**Work instructions:** In the heart valve occluder study below, what was the highest tensile stress for an ungrooved disc?

**Text segment:**

Structural analysis of the Björk-Shiley Delrin heart valve occluder.

BACKGROUND AND AIMS OF THE STUDY

Impact wear grooves were evident in some Delrin occluder discs of explanted Björk-Shiley Delrin (BSD) heart valves. This study focuses on the finite element analysis (FEA) method to understand the maximum principal stresses experienced during the peak in vivo loading of valves in the closed position.

MATERIALS AND METHODS

The maximum pressure difference across the valve was measured to be 130 mmHg in a pulse duplicator simulating normal sinus rhythm obtained clinically by cardiac catheterization. The corresponding measured strain was 1.81 x 10(-3). The FEA model incorporated four points of contact between the disc and the orifice ring to estimate the maximum principal stresses in the disc of the BSD heart valve. A linear pressure distribution averaging 130 mmHg was applied so that the finite element results gave a strain of 1.81 x 10(-3) at the gauge location as experimentally observed.

RESULTS

The largest stress in the Delrin disc of the BSD valve occurred when the occluder made four-point contact with the orifice ring struts. The resulting localized compressive stress on the inflow side could be as high as 42 ksi, assuming the Hertzian contact theory. The magnitude of tensile stresses were less, but were highest on the outlet surface opposite the point of contact. The highest tensile stress for an ungrooved disc was found to be 8.35 ksi, which was below the ultimate tensile strength and yield stress in flexure for Delrin. Therefore, it is unlikely that yielding or tensile failure will occur at this level of stress. Maximum tensile stresses were found to be 1.442 and 1.448 ksi for discs with single and multiple grooves respectively.

CONCLUSION

The model predicts that as a wear groove is created, the area of contact between the disc and the inlet strut of the BSD valve will increase, thereby reducing average compressive contact stress and hence, the wear rate.

[Stored data entries]
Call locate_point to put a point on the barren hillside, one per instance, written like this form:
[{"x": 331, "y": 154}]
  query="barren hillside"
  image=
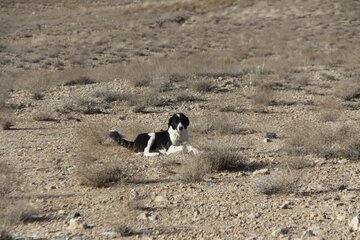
[{"x": 272, "y": 90}]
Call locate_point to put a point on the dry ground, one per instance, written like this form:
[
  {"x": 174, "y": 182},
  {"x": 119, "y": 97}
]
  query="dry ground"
[{"x": 268, "y": 85}]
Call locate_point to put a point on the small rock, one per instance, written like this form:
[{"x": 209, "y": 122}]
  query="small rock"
[
  {"x": 285, "y": 205},
  {"x": 61, "y": 212},
  {"x": 307, "y": 234},
  {"x": 267, "y": 140},
  {"x": 261, "y": 172},
  {"x": 254, "y": 215},
  {"x": 270, "y": 135},
  {"x": 109, "y": 234},
  {"x": 355, "y": 223},
  {"x": 159, "y": 198},
  {"x": 76, "y": 224},
  {"x": 73, "y": 214},
  {"x": 280, "y": 231},
  {"x": 147, "y": 216}
]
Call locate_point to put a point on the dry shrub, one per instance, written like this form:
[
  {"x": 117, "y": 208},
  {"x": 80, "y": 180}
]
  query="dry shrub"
[
  {"x": 328, "y": 141},
  {"x": 142, "y": 82},
  {"x": 279, "y": 183},
  {"x": 298, "y": 162},
  {"x": 99, "y": 175},
  {"x": 225, "y": 159},
  {"x": 330, "y": 110},
  {"x": 83, "y": 80},
  {"x": 202, "y": 86},
  {"x": 194, "y": 170},
  {"x": 214, "y": 160},
  {"x": 264, "y": 95},
  {"x": 4, "y": 235},
  {"x": 6, "y": 116},
  {"x": 188, "y": 98},
  {"x": 83, "y": 106},
  {"x": 348, "y": 90},
  {"x": 110, "y": 96},
  {"x": 93, "y": 169},
  {"x": 38, "y": 95},
  {"x": 220, "y": 125}
]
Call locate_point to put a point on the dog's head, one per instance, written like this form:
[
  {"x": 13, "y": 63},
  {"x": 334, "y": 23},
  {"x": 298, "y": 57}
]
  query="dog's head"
[{"x": 179, "y": 122}]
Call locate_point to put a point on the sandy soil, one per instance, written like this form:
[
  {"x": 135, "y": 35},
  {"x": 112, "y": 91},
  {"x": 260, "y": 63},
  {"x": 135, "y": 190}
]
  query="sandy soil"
[{"x": 304, "y": 52}]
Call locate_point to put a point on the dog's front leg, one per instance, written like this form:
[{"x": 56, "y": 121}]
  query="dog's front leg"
[
  {"x": 175, "y": 149},
  {"x": 191, "y": 149}
]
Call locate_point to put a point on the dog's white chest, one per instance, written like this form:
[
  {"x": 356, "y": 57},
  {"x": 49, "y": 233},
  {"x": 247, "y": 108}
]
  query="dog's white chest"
[{"x": 177, "y": 138}]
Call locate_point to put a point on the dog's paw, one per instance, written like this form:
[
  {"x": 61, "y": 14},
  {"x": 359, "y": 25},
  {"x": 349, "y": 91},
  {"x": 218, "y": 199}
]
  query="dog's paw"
[
  {"x": 148, "y": 154},
  {"x": 115, "y": 135}
]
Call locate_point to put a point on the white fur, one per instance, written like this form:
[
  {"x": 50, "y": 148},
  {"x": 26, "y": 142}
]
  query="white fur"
[
  {"x": 147, "y": 152},
  {"x": 178, "y": 137},
  {"x": 182, "y": 148}
]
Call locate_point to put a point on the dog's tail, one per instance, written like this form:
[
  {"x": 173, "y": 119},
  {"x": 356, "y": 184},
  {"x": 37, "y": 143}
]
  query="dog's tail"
[{"x": 117, "y": 137}]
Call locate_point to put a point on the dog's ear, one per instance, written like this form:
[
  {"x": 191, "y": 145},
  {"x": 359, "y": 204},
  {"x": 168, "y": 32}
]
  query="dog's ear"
[
  {"x": 186, "y": 120},
  {"x": 170, "y": 121}
]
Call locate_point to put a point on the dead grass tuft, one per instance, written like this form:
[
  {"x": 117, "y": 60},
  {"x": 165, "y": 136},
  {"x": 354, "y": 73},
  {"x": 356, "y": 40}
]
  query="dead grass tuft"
[
  {"x": 220, "y": 125},
  {"x": 264, "y": 95},
  {"x": 298, "y": 162},
  {"x": 83, "y": 80},
  {"x": 330, "y": 110},
  {"x": 4, "y": 235},
  {"x": 202, "y": 86},
  {"x": 82, "y": 106},
  {"x": 110, "y": 96},
  {"x": 348, "y": 90},
  {"x": 93, "y": 168},
  {"x": 99, "y": 175},
  {"x": 279, "y": 183}
]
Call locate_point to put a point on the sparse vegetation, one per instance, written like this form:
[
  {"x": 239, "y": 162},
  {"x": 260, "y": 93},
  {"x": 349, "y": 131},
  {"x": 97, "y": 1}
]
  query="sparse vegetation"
[
  {"x": 83, "y": 80},
  {"x": 276, "y": 183},
  {"x": 202, "y": 86},
  {"x": 82, "y": 106},
  {"x": 330, "y": 110},
  {"x": 264, "y": 95},
  {"x": 348, "y": 90},
  {"x": 44, "y": 117},
  {"x": 110, "y": 96},
  {"x": 223, "y": 63},
  {"x": 92, "y": 169}
]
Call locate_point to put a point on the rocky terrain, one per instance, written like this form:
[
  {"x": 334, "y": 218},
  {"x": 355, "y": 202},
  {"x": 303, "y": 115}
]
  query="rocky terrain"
[{"x": 272, "y": 90}]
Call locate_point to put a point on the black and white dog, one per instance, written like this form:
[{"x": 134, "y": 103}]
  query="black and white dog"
[{"x": 174, "y": 140}]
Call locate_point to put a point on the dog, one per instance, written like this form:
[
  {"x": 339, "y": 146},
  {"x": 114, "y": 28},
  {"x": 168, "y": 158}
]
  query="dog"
[{"x": 173, "y": 140}]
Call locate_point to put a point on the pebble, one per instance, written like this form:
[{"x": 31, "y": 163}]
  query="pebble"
[
  {"x": 285, "y": 205},
  {"x": 109, "y": 234},
  {"x": 307, "y": 234},
  {"x": 267, "y": 140},
  {"x": 159, "y": 198},
  {"x": 261, "y": 172},
  {"x": 355, "y": 223},
  {"x": 280, "y": 231},
  {"x": 147, "y": 216}
]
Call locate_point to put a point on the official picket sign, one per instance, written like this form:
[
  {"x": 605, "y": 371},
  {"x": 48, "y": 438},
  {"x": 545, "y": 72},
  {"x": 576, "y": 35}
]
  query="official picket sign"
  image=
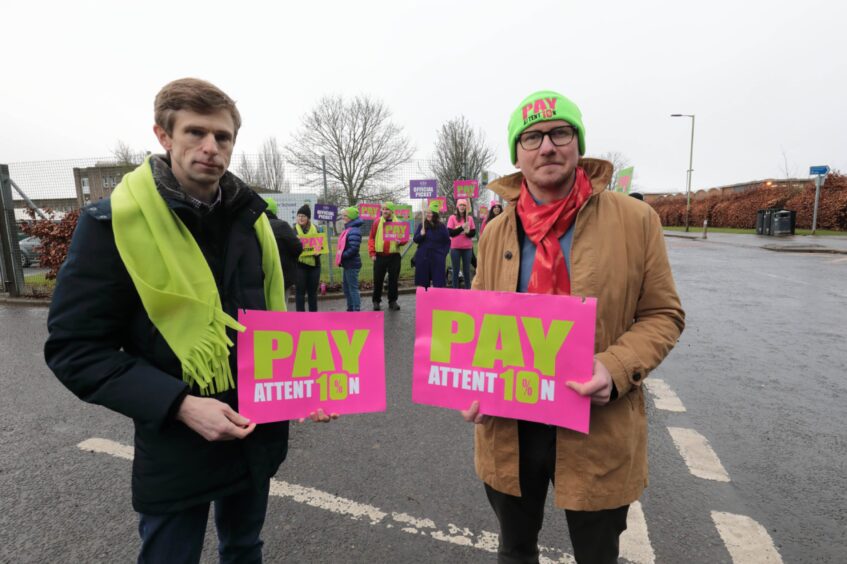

**Completed exercise:** 8.35 ksi